Article:

********************

A Word Is Worth a Thousand Pictures

We have all heard the expression that a picture is worth a thousand words.  It is also true that a word is worth a thousand pictures.  Think the word flower and our brains can produce pictures of roses, glads, mums, daisies or whatever is our favorite.  Before there was television we sat around a radio big enough to be a piece of furniture.  In the evenings we heard words and our brains filled with magnificent pictures of Fibber McGee opening his closet and we saw tons of stuff cascading out into the room.   If someone says, “Hi ho, Silver” our minds see a beautiful white stallion rearing up on his back legs ridden by a man wearing a black mask.  (If you are old enough.)
 
Words are pictures of ideas.  If someone says the words that are our names, those who hear will each think of their unique idea of who we are.  Our children will think of mom or dad.  Our siblings will think of a brother or a sister.  Our friends will think of who knows what.  If I say the word, “Jesus” each of us instantly creates a picture filled with ideas we have formed regarding who and what Jesus is.

********************

Tasks to perform:
[1] Translate into French the following sentence from the essay on words and pictures: "Words are pictures of ideas."
[2] Reproduce everything in the essay on words and pictures from "We have all" down to "are old enough.)".

Source excerpt:
********************

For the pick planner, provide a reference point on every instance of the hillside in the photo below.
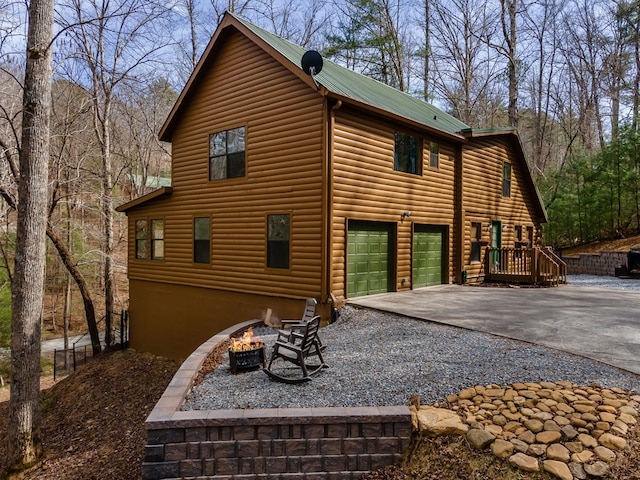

********************

Expected results:
[1] Les mots sont des images d'idées.

[2]
We have all heard the expression that a picture is worth a thousand words.  It is also true that a word is worth a thousand pictures.  Think the word flower and our brains can produce pictures of roses, glads, mums, daisies or whatever is our favorite.  Before there was television we sat around a radio big enough to be a piece of furniture.  In the evenings we heard words and our brains filled with magnificent pictures of Fibber McGee opening his closet and we saw tons of stuff cascading out into the room.   If someone says, “Hi ho, Silver” our minds see a beautiful white stallion rearing up on his back legs ridden by a man wearing a black mask.  (If you are old enough.)